>>
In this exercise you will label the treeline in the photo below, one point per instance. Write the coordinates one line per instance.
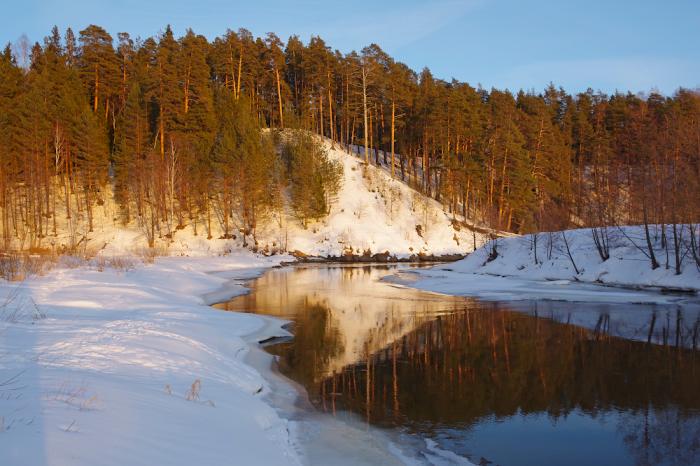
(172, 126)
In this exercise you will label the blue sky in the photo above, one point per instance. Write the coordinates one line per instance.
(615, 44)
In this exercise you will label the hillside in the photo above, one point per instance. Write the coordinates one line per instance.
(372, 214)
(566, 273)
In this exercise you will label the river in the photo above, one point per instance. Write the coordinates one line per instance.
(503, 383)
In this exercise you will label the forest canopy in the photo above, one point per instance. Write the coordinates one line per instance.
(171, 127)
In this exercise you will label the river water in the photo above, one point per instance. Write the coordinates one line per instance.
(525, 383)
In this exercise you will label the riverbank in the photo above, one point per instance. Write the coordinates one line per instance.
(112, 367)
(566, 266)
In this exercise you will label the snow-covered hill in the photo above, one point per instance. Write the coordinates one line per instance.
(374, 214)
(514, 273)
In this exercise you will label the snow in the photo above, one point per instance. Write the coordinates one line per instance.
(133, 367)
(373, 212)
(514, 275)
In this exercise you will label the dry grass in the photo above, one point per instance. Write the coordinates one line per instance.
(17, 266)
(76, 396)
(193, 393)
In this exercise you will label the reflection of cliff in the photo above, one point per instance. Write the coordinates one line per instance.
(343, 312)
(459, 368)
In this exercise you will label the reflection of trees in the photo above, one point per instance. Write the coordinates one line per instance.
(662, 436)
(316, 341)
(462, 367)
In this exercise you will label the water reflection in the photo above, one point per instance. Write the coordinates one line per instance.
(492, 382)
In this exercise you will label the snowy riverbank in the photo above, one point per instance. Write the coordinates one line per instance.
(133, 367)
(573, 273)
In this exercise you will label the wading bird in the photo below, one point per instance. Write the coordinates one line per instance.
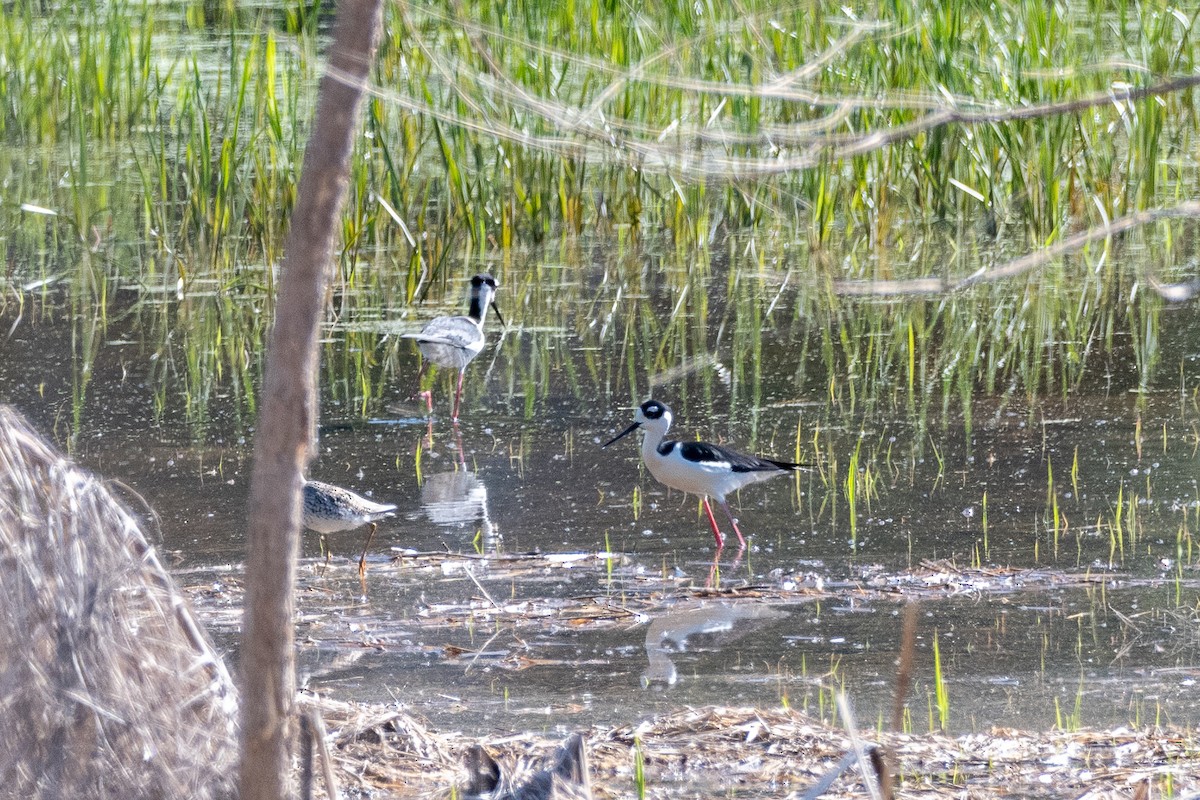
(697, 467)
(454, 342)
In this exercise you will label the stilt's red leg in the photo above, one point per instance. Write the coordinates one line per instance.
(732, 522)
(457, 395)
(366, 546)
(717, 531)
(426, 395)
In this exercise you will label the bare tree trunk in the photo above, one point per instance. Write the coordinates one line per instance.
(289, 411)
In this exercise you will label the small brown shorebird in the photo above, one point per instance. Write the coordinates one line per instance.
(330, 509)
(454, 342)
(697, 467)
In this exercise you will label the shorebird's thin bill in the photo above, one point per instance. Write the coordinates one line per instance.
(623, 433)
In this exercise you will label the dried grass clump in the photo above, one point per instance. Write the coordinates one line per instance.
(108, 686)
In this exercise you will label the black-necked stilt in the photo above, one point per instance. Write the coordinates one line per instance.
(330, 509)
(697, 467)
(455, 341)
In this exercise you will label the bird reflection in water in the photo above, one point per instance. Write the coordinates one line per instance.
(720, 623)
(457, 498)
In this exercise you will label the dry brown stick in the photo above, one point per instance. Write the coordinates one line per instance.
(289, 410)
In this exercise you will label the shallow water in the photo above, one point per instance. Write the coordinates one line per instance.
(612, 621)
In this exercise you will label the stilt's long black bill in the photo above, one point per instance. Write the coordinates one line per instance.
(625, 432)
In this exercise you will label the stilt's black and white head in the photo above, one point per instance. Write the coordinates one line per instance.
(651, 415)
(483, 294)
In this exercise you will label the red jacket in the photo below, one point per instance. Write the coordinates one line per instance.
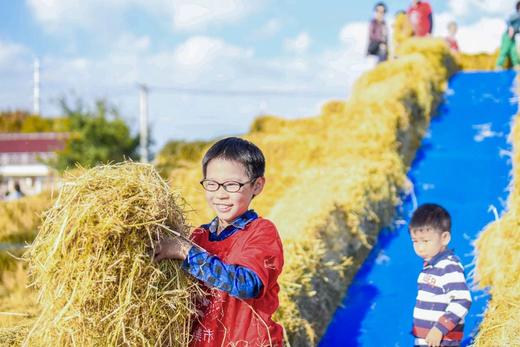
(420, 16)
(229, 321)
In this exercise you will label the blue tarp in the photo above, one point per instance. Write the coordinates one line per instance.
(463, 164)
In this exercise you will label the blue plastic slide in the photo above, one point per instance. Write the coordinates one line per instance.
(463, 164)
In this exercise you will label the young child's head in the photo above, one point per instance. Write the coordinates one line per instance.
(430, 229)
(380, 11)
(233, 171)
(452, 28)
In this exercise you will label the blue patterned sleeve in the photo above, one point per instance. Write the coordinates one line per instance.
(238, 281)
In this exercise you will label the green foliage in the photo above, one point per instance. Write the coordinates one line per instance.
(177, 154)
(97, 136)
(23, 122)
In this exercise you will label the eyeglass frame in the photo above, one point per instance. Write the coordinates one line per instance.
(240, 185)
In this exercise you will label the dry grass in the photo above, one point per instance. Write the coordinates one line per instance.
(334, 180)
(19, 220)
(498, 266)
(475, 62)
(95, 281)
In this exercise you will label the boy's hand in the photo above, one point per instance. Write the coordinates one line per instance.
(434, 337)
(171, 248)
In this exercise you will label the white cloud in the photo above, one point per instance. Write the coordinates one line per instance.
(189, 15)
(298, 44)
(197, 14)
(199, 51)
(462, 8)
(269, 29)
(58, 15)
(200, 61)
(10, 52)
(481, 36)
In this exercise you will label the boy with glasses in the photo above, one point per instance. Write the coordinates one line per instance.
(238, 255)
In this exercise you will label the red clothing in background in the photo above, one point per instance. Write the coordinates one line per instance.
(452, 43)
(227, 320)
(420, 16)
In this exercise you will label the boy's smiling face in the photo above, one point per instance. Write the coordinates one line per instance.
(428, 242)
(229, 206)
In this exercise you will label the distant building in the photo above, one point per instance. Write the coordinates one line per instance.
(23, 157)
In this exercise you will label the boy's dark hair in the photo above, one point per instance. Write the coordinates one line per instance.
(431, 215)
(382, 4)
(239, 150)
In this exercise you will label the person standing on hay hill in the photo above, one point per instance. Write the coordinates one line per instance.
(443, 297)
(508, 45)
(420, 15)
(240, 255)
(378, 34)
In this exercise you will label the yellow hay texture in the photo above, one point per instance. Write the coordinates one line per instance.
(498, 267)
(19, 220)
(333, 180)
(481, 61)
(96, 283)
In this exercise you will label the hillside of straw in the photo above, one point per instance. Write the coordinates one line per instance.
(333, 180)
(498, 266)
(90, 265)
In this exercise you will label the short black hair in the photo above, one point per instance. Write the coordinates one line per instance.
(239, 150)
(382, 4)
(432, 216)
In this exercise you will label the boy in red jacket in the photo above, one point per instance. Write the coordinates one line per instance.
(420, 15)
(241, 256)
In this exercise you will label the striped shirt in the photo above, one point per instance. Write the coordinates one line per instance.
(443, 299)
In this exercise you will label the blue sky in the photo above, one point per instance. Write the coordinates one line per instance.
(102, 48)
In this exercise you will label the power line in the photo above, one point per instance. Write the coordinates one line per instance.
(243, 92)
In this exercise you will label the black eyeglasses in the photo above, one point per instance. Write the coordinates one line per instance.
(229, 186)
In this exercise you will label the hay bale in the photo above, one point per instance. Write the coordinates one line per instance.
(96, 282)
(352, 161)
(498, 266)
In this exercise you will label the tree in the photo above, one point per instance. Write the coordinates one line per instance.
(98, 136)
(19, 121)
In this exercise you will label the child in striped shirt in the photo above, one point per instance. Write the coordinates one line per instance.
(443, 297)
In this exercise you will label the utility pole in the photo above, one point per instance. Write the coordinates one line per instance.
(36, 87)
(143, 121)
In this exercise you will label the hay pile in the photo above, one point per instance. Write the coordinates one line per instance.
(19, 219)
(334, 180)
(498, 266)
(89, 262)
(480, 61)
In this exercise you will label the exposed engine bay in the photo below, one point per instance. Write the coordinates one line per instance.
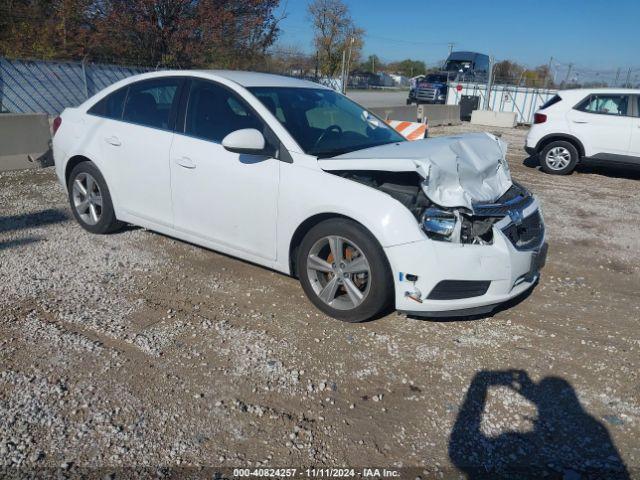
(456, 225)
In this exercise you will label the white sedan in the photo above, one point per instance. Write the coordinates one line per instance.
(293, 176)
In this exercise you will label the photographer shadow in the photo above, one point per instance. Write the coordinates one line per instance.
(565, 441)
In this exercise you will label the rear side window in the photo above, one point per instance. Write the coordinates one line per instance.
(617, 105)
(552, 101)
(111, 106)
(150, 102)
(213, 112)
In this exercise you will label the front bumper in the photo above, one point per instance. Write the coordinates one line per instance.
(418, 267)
<<
>>
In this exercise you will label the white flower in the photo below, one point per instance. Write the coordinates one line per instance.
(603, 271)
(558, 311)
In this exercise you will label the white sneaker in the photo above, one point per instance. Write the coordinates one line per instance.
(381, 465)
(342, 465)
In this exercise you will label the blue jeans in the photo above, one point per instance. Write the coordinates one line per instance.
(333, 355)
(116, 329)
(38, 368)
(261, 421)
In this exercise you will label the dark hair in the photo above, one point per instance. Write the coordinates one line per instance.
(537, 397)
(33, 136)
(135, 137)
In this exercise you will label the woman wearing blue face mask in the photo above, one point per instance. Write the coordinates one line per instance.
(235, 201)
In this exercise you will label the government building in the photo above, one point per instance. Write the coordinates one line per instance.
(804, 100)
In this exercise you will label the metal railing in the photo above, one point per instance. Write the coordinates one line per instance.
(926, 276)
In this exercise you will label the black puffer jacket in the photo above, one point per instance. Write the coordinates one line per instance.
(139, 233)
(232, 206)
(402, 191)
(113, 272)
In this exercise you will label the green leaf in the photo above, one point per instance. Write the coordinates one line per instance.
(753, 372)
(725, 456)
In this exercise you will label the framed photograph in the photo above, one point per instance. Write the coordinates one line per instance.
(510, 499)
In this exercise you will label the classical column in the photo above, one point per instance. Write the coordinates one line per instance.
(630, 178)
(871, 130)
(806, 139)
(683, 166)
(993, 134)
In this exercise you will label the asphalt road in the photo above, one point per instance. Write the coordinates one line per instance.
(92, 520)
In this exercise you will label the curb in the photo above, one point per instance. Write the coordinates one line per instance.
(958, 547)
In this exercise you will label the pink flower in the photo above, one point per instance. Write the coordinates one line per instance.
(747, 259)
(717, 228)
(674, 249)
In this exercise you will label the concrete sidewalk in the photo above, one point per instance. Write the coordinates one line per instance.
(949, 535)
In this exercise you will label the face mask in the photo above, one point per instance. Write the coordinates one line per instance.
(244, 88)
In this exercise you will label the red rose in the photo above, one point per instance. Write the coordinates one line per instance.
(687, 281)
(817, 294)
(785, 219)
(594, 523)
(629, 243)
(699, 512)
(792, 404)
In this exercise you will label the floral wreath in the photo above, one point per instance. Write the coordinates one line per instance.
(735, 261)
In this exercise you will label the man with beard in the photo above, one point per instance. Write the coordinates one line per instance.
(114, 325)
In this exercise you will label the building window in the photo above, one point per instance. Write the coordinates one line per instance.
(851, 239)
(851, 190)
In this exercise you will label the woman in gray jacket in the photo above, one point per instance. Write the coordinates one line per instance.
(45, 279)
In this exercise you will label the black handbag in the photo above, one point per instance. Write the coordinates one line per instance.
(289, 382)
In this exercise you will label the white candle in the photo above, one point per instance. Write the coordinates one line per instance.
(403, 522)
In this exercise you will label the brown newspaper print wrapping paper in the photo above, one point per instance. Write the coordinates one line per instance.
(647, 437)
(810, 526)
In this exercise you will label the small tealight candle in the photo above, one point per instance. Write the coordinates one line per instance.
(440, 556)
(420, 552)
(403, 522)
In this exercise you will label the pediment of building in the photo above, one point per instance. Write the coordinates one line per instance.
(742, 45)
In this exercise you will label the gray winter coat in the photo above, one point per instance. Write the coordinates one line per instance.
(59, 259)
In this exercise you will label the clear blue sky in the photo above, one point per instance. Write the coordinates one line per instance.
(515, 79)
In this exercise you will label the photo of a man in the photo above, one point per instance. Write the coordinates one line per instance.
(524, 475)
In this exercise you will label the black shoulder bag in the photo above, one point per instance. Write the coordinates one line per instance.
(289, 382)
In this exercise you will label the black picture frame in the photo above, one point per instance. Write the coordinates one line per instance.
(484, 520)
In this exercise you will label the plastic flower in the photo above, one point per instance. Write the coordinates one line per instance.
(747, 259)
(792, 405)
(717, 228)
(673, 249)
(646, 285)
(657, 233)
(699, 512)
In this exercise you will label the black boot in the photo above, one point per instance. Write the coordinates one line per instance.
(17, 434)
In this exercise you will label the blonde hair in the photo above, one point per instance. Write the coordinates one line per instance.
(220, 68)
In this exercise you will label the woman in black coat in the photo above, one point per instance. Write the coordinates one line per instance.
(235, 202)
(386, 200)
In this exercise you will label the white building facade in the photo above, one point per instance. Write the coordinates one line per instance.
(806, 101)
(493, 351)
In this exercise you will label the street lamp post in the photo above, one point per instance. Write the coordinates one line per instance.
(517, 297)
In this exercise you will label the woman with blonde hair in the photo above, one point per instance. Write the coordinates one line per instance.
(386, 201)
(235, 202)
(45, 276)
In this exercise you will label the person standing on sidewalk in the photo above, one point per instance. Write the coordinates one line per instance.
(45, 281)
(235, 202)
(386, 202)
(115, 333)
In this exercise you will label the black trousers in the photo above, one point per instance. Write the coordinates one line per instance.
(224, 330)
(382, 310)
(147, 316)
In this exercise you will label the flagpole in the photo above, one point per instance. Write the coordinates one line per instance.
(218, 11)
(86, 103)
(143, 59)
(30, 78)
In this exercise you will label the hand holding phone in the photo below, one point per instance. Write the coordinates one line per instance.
<<
>>
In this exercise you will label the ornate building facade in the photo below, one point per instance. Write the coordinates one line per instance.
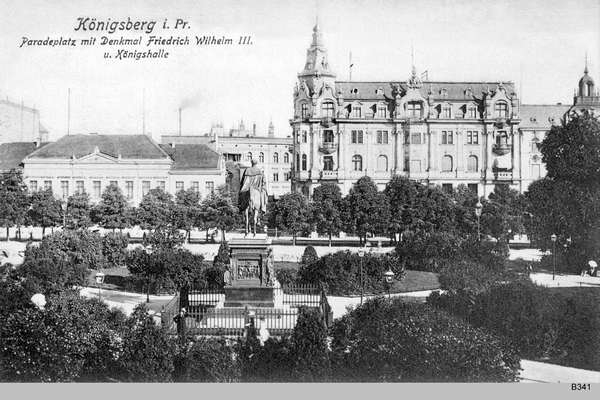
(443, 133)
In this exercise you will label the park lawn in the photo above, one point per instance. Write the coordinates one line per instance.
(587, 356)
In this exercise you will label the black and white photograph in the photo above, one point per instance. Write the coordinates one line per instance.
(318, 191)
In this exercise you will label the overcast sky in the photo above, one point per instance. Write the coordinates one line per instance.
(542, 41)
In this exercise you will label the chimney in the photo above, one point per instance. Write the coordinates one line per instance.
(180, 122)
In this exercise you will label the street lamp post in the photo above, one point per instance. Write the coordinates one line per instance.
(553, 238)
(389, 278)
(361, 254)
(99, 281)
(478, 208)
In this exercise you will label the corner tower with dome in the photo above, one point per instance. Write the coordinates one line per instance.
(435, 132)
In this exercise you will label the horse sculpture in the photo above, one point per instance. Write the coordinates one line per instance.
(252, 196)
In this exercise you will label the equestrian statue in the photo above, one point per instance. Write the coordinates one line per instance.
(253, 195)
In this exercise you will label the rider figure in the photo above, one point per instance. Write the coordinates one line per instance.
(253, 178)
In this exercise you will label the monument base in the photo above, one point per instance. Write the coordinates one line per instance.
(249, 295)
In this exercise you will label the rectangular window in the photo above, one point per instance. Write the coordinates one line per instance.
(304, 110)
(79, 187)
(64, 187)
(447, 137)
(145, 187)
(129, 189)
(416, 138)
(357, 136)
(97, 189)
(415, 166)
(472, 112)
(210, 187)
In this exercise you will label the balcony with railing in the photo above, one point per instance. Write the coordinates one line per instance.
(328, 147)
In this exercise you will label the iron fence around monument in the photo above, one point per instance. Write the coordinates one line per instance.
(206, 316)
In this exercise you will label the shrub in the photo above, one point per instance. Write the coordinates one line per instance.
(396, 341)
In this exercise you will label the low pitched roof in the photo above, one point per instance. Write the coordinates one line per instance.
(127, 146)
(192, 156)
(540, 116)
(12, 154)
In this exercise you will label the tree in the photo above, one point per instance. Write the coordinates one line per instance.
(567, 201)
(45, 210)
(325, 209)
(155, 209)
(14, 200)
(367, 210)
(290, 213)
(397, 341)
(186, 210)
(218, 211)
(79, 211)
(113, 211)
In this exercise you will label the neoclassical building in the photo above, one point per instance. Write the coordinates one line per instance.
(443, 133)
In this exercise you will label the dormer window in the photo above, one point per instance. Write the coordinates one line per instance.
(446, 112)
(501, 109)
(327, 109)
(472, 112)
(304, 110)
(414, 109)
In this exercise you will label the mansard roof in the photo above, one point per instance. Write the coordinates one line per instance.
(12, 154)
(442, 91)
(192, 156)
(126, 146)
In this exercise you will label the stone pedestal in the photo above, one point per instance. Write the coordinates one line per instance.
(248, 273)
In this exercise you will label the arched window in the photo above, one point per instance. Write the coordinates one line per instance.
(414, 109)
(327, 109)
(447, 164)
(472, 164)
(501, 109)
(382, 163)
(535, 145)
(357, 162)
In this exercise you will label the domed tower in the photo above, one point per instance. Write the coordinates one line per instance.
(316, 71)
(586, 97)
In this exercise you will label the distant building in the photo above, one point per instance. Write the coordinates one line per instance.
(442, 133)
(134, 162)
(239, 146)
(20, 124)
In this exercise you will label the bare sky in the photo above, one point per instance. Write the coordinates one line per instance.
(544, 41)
<<
Aim
Return the lines of the records from the one holding "In this exercise you will label the flagpole" through the one holding "In this exercise you will label the hand", inclusive, without changing a character.

Solution to the problem
In this exercise you will label the flagpole in the photo above, one point per instance. Write the coordinates one line per instance.
(218, 11)
(86, 103)
(143, 59)
(30, 78)
In this exercise you will label the hand holding phone in the photo below, one point per instance. Write the coordinates one line per instance.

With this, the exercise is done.